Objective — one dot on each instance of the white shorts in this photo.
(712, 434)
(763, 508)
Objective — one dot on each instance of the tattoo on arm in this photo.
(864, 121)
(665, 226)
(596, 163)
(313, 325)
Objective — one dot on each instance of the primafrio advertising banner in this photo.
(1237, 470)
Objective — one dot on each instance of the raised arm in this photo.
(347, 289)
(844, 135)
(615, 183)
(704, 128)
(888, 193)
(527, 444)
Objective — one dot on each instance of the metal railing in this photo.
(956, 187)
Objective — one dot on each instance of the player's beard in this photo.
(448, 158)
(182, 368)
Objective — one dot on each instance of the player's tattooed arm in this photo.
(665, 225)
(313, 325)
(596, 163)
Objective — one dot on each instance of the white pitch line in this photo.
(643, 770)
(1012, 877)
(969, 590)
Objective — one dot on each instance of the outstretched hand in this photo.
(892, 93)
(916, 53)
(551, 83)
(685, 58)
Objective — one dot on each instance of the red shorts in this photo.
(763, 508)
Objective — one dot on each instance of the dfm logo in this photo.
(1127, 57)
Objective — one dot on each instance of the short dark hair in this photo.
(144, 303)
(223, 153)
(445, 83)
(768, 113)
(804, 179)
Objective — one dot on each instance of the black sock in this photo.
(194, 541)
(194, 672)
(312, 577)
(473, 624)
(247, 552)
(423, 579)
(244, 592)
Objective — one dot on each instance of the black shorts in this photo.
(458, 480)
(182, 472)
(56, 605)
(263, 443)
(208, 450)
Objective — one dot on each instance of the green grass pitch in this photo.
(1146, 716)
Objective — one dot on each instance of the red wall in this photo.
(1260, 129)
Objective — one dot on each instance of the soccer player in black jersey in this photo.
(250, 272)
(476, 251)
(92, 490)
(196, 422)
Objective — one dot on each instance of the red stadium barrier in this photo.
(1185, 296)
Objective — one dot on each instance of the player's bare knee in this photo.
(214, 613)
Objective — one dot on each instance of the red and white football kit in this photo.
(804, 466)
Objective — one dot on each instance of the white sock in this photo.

■ ■ ■ ■ ■

*Direction*
Reproduce the data from the line containing "Objective — one dot on each instance of the player's bare" up to and including the final line of the data, keeping each request in place, and reduce every coordinate in the answers by 23.

*Written answer*
Objective — one dot on each instance of the player's bare knee in this photo.
(191, 590)
Objective — one dot on each instance of the red and white football kit in this photo.
(781, 443)
Objective — one dot on each instance of the white sock in this photo.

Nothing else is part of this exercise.